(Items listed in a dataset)
>>>>>

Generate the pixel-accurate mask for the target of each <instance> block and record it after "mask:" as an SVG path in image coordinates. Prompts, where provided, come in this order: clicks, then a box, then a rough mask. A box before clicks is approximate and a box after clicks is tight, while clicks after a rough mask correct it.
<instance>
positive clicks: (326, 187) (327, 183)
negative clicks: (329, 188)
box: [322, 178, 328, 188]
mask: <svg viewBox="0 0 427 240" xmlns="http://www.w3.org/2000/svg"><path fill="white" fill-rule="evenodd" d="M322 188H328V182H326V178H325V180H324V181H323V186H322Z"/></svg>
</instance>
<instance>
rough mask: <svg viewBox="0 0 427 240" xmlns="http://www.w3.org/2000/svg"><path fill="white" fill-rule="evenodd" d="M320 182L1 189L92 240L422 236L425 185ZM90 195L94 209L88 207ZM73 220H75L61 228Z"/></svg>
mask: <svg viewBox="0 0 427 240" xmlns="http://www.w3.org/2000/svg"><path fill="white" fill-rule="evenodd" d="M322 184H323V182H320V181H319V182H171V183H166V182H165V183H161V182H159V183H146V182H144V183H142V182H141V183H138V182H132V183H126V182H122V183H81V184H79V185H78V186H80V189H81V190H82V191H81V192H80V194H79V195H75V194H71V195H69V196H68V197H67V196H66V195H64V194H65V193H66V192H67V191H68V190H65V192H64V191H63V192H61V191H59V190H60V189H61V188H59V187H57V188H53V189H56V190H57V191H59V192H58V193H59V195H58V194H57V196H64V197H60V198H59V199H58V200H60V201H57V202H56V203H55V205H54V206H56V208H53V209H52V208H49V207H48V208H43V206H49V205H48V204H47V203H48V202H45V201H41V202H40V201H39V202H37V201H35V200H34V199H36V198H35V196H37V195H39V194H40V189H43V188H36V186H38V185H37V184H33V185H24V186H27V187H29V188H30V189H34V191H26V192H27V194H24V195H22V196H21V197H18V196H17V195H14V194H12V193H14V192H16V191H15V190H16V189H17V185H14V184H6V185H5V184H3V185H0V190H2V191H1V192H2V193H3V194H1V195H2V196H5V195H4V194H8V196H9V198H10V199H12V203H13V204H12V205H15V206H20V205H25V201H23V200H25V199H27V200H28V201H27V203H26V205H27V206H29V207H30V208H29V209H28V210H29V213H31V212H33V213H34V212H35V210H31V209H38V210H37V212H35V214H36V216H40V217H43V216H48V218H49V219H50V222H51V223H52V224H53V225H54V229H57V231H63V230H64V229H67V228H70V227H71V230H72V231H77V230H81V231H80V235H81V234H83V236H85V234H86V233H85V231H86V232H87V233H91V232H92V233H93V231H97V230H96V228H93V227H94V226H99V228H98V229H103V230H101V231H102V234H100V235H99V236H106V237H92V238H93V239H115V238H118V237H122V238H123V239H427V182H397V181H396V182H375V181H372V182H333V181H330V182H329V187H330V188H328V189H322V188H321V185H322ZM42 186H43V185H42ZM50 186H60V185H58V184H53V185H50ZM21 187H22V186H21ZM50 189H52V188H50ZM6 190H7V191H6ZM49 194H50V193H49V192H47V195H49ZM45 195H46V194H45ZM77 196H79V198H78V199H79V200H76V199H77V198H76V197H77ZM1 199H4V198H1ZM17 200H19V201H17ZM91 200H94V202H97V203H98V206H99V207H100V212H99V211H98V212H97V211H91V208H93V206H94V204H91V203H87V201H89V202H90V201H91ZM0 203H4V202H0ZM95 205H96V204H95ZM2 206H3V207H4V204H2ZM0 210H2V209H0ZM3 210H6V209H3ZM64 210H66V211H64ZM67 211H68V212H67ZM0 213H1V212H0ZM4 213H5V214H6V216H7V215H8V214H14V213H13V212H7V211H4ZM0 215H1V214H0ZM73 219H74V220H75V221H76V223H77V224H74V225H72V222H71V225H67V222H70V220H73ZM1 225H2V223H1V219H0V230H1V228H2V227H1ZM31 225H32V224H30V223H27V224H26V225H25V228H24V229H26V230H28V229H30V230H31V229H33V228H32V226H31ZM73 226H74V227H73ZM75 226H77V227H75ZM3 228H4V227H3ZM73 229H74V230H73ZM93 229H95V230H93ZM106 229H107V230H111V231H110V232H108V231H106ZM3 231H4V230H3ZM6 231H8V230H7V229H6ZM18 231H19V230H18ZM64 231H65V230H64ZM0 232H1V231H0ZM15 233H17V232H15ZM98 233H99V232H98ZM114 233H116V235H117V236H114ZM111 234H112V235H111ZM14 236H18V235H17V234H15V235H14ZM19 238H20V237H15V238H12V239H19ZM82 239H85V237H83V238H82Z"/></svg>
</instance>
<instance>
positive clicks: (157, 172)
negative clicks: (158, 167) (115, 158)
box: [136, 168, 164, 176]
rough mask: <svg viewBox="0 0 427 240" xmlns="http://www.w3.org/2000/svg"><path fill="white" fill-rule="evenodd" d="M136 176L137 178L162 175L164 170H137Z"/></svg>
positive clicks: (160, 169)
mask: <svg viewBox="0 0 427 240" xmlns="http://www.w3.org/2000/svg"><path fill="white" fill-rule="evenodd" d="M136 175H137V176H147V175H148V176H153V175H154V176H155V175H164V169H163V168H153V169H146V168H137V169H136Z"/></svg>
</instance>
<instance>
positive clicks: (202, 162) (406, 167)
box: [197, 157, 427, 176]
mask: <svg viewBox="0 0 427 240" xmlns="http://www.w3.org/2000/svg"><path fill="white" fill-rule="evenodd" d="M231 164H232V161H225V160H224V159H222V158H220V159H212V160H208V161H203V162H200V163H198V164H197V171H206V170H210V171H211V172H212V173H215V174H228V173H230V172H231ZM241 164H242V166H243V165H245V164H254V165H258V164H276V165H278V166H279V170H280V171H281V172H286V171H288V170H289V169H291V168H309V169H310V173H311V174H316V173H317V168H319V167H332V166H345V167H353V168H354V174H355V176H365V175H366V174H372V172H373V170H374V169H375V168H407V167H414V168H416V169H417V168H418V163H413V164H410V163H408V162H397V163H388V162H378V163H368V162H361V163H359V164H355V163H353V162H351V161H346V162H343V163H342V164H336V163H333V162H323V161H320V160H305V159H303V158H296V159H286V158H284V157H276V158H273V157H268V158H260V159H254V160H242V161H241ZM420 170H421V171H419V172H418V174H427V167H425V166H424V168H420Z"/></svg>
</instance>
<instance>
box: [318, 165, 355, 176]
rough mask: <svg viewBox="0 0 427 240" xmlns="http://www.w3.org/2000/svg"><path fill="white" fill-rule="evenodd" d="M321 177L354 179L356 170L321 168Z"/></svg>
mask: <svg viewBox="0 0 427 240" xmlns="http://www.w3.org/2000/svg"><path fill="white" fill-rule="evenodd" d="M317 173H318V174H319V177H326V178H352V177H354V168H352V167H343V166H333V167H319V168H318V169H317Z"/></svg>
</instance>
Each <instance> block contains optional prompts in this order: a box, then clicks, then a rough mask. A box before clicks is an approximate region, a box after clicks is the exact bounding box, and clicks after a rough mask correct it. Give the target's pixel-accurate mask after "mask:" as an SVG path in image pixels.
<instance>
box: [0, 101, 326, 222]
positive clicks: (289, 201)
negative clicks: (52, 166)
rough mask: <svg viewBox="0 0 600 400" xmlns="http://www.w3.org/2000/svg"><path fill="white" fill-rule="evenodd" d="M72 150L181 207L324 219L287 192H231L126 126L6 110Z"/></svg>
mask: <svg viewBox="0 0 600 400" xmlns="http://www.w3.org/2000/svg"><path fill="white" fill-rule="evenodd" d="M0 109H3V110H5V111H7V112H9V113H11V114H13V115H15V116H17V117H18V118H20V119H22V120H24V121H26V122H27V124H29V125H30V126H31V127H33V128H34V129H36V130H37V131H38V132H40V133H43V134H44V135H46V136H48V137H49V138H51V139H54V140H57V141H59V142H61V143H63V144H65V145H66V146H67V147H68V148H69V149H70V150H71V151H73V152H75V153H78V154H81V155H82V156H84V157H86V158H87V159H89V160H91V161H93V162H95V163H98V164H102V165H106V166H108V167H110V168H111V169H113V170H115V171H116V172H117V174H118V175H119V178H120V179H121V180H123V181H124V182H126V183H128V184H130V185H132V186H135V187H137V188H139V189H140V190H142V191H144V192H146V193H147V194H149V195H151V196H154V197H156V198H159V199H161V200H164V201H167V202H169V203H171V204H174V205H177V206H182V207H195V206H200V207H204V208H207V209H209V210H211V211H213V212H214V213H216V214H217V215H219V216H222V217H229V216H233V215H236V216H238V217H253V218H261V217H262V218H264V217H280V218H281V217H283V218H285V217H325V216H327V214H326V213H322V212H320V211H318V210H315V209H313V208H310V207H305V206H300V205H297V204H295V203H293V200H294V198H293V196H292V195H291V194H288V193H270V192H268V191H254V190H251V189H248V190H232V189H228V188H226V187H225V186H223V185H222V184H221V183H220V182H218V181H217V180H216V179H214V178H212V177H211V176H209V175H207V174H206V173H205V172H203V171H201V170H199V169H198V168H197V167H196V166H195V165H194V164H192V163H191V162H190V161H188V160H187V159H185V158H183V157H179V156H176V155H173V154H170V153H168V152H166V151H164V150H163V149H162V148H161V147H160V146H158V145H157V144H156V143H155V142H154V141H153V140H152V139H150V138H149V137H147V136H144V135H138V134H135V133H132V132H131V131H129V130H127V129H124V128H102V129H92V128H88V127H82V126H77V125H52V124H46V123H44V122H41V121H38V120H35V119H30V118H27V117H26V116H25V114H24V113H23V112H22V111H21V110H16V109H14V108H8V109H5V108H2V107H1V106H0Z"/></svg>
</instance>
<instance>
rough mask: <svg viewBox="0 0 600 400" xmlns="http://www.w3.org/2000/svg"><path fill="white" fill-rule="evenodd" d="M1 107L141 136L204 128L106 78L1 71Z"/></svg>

<<<<<

▶ _The task_
Format the lines from the one containing "176L137 178L162 175L164" through the one containing "positive clicks: (160, 169)", inclusive, as a JSON list of strings with one string per line and blank lines omitted.

▶ _Solution to this task_
[
  "rough mask: <svg viewBox=\"0 0 427 240\" xmlns=\"http://www.w3.org/2000/svg\"><path fill=\"white\" fill-rule=\"evenodd\" d=\"M136 176L137 178L162 175L164 170H137Z\"/></svg>",
  "positive clicks: (160, 169)"
]